## Что требуется:
Скопируйте без изменений отрывок из комментариев к письмам Цветаевой. Начните со слов «Видела Слонима и» и закончите словами «к письму 54.».

## Исследуемый текст:
━━━━━━━━━━
Видела Слонима и беседовала с ним о Фернандэзе (Рамоне?)». О брюссельском вечере Цветаевой 20 октября 1929 г. см. письмо 49 к А. А. Тесковой (т. 6).
58
1 См. комментарий 2 к письму 28.
60
1 См. комментарий к письму 54.
2 В 1929 г. группой русских литераторов (инициатор – В. Фохт) и их французскими коллегами была организована Франко-русская студия, в рамках которой проводились публичные собрания (собеседования), посвященные русской и французской литературе и их взаимосвязям. Каждое собрание открывалось двумя содокладами, с русской и французской стороны, затем присутствующим предоставлялось слово для обсуждения. Стенограммы собраний публиковались в журнале «Двухнедельные тетради» («Cahiers de la quinzaine»). На первом собрании (30 апреля 1929 г.) были представлены писатели, согласившиеся участвовать в собеседованиях. О русских писателях, в том числе Цветаевой, рассказал В. Фохт. В течение 1929 – 1930 гг. Франко-русской студией было проведено более 10 встреч («Достоевский в представлении наших современников», «Творчество и влияние Андре Жида», «Лев Толстой», «Роман после 1918 года», «О взаимном влиянии французской и русской литератур» и др.).
Собрание, посвященное Марселю Прусту, состоялось 25 февраля 1930 г. (зал «Musee Social», 5 rue Las-Cases). Co вступительным словом о М. Прусте и его творчестве с «французской» точки зрения выступил Роберт Оннерт. «Русскую» точку зрения представлял религиозный философ Борис Петрович Вышеславцев (1877 – 1954). Докладчик отметил «близость Пруста к русской эстетически настроенной интеллигенции довоенного времени», но вместе с тем, сравнивая его с Толстым и Достоевским, определил Пруста, как писателя некоей «средней сферы», не испытавшего удара революции, никогда не доходящего в своем анализе до глубины «я», до «сокровенного сердца человека», не стоящего перед пределами небытия или вечности, но остающегося в своем анализе на психологической поверхности и устремленного только к прошлому, а не к будущему – писателя, регистрирующего жизнь, благодаря своей исключительной и чисто эмоциональной памяти, как документальный и импрессионистический фильм» «Пруст остается нечувствительным к объективной трагедии человечества», – как бы подвел итог своему выступлению Б. П. Вышеславцев. (Россия и Славянство. Париж. 1930. 22 марта. С. 6.)
━━━━━━━━━━
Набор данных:

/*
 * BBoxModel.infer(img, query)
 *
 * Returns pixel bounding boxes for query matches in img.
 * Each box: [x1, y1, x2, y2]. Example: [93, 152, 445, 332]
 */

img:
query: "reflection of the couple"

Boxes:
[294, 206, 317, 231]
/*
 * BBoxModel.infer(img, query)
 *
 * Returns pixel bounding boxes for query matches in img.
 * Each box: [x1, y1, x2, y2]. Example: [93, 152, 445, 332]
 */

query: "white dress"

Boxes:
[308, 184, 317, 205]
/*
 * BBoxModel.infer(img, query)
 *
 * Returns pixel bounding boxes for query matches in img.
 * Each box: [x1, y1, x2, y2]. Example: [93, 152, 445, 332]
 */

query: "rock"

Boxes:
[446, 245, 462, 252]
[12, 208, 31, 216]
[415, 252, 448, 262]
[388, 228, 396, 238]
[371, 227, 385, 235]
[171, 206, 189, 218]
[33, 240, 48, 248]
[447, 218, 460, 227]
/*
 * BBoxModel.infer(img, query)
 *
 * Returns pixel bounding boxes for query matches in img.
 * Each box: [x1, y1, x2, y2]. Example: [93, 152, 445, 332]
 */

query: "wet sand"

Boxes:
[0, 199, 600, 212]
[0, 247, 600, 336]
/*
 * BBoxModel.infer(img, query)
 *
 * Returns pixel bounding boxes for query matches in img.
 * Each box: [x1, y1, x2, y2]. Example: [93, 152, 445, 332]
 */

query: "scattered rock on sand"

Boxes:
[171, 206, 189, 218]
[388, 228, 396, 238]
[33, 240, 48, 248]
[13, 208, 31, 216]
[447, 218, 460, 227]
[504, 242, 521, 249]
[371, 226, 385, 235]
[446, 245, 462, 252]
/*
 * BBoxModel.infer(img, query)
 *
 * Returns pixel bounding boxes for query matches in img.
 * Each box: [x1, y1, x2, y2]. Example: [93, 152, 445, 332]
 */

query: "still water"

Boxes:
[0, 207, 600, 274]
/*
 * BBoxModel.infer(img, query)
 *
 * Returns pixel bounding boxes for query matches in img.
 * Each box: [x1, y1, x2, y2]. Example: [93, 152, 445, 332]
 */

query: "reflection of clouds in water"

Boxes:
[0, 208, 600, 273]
━━━━━━━━━━
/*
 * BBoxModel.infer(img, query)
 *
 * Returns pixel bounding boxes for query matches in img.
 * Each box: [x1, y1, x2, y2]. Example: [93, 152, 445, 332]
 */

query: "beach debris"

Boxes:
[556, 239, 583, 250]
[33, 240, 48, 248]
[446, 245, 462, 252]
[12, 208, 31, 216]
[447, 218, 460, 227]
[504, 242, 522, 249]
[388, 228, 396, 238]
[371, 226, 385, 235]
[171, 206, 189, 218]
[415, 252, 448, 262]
━━━━━━━━━━
## Результат выполнения:
Видела Слонима и беседовала с ним о Фернандэзе (Рамоне?)». О брюссельском вечере Цветаевой 20 октября 1929 г. см. письмо 49 к А. А. Тесковой (т. 6).
58
1 См. комментарий 2 к письму 28.
60
1 См. комментарий к письму 54.